_Brief_
Copy every line of the records below where the word "wiper" occurs.

Saved entries
■ ■ ■ ■ ■

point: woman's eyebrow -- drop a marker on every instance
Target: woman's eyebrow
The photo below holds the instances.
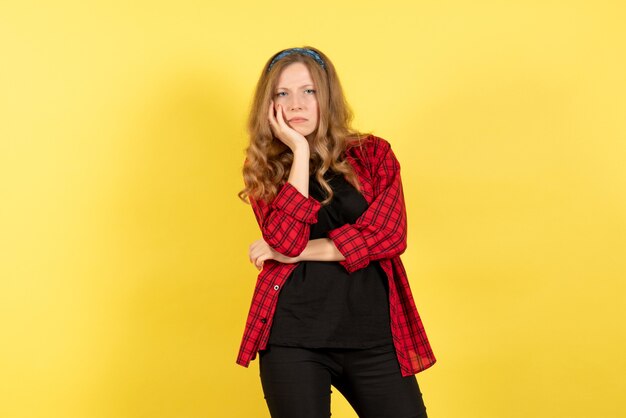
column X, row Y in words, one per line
column 285, row 88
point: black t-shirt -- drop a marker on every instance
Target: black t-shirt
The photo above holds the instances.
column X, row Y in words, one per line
column 321, row 305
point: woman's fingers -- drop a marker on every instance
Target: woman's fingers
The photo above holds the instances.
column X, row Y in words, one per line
column 257, row 254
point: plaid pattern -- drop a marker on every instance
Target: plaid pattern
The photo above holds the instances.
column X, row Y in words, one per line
column 378, row 234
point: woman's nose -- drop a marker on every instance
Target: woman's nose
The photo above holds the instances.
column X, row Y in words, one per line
column 295, row 103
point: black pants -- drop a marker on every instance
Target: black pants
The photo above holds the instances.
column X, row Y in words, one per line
column 296, row 382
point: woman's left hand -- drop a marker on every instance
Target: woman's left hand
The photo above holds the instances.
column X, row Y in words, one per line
column 260, row 251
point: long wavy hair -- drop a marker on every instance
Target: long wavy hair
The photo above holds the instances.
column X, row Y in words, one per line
column 268, row 160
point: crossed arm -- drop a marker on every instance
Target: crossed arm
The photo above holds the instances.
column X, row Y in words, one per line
column 380, row 232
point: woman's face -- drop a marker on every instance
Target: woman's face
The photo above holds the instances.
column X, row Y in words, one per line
column 296, row 94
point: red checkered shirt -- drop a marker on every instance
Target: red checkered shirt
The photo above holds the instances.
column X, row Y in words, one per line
column 380, row 233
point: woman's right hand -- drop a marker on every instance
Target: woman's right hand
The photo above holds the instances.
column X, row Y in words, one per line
column 282, row 130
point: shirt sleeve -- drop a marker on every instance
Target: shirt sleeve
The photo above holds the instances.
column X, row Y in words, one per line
column 285, row 222
column 381, row 231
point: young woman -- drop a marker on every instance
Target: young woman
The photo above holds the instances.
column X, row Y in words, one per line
column 332, row 303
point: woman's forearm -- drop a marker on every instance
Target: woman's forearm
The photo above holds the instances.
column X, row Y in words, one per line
column 321, row 249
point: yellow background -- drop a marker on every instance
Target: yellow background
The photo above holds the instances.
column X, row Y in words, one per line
column 123, row 247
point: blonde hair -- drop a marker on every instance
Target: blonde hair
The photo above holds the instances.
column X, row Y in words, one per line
column 268, row 160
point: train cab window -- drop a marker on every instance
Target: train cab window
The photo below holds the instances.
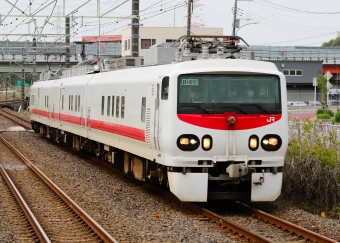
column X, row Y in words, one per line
column 143, row 109
column 108, row 105
column 165, row 88
column 117, row 106
column 220, row 93
column 113, row 106
column 122, row 107
column 103, row 102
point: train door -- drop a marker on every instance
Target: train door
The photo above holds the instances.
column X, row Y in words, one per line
column 152, row 116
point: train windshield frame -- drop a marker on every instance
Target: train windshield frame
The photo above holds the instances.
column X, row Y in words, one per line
column 221, row 93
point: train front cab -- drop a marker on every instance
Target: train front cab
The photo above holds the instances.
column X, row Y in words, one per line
column 231, row 169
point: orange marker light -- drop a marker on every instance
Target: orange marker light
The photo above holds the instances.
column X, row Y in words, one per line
column 157, row 216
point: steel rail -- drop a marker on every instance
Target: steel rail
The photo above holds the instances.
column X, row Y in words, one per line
column 102, row 233
column 307, row 234
column 10, row 118
column 236, row 229
column 24, row 207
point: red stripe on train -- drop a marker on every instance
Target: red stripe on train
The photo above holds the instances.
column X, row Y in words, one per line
column 220, row 122
column 126, row 131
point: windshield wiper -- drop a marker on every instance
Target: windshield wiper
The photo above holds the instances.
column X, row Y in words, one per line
column 182, row 106
column 226, row 106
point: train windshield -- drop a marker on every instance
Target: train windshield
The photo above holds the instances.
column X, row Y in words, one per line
column 220, row 93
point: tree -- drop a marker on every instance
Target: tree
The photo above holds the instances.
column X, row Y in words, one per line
column 322, row 85
column 332, row 43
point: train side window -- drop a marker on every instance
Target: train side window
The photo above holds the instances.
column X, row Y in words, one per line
column 76, row 104
column 165, row 88
column 117, row 106
column 143, row 109
column 113, row 106
column 46, row 101
column 103, row 102
column 108, row 105
column 122, row 107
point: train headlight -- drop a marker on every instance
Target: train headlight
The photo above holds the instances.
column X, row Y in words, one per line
column 253, row 142
column 188, row 142
column 184, row 141
column 271, row 142
column 206, row 142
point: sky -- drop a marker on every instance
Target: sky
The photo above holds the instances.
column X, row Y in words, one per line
column 262, row 22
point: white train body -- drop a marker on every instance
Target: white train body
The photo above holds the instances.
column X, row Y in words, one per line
column 167, row 124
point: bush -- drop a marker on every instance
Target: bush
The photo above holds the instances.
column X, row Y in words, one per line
column 336, row 118
column 323, row 116
column 312, row 165
column 319, row 111
column 330, row 113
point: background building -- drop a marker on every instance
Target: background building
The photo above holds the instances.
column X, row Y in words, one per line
column 149, row 36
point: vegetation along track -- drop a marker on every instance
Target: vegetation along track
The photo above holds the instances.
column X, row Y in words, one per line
column 60, row 217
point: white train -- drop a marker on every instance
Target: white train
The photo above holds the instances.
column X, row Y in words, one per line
column 215, row 128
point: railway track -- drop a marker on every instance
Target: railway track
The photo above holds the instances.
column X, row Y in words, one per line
column 52, row 214
column 284, row 230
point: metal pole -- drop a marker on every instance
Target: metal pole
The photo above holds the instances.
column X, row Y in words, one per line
column 34, row 60
column 189, row 18
column 67, row 42
column 6, row 86
column 23, row 90
column 135, row 29
column 234, row 22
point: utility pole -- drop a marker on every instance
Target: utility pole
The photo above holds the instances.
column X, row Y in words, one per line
column 6, row 85
column 189, row 18
column 34, row 45
column 67, row 42
column 23, row 90
column 234, row 22
column 83, row 43
column 135, row 29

■ ■ ■ ■ ■

_Solution to this task_
point: windshield wiper -- drop a marker on every instance
Target: windshield wiper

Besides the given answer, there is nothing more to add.